>> START Page excerpt

I have a vacuum chamber, connected to a vacuum pump with a pipe of diameter 50mm and need to create a high (0.0001mBar) vacuum.
I need to calculate the total suction time, and since I was not in the picture in the high vacuum area, I read some theories for example >here<.
The suction process starts at atmospheric pressure, and if I am right until about 0.001mBar the gas flow is viscous, after that the flow is molecular where less collision happens between particles.
In the continuous state I calculated the pressure drop by the time with iteration of this formula:
$$P=P_0 \mathrm{e}^{-Q \delta t/ V}$$
- $P_0$ - starting pressure
- $\mathrm{e}$ - euler number
- $Q$ - flow rate [L/min]
- $V$ - volume
- $\delta t$ - elapsed time
I've found some formulas in case of effusion but if I am right this is for the case if there is a pinhole in the system. However, I have a relatively big (50mm) hole on the side.

>> END Page excerpt

# Directions
1. Answer these questions about the vacuum chamber text:
(a) What is the diameter of the pipe connecting the chamber to the pump?
(b) Up to roughly what pressure does the writer believe the gas flow stays viscous?
(c) What quantity does $Q$ stand for in the formula, and in what unit?
2. Write the next few sentences of the vacuum chamber question, picking up after its final sentence.
The records that come next have no connection to the vacuum chamber text.

>> START Information given

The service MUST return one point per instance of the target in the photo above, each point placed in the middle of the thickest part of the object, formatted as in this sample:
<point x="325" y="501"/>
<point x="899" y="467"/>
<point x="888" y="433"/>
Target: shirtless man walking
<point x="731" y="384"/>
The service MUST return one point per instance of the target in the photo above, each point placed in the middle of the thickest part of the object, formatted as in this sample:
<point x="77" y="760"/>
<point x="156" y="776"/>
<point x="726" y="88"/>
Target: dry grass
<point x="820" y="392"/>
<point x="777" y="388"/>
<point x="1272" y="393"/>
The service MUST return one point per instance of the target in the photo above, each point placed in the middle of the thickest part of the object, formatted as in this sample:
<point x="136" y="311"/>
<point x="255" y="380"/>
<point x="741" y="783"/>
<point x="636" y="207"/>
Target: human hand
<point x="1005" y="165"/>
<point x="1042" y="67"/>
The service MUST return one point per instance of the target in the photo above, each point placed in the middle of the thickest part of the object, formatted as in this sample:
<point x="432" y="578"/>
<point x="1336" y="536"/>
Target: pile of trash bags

>> END Information given

# The replies
1.
(a) 50mm
(b) About 0.001mBar
(c) Flow rate, in L/min

2.
If I am right my case is a diffusion, but I don't find any formulas to calculate how many particles goes through the hole by the time.
I also have a formula to calculate the pressure based on number of outgoing particles in a given volume and temperature ($k_B$ = Boltzmann constant):
$P = n k_B T / V$
How can I calculate how many particles go through the hole by the time in the molecular state of suction?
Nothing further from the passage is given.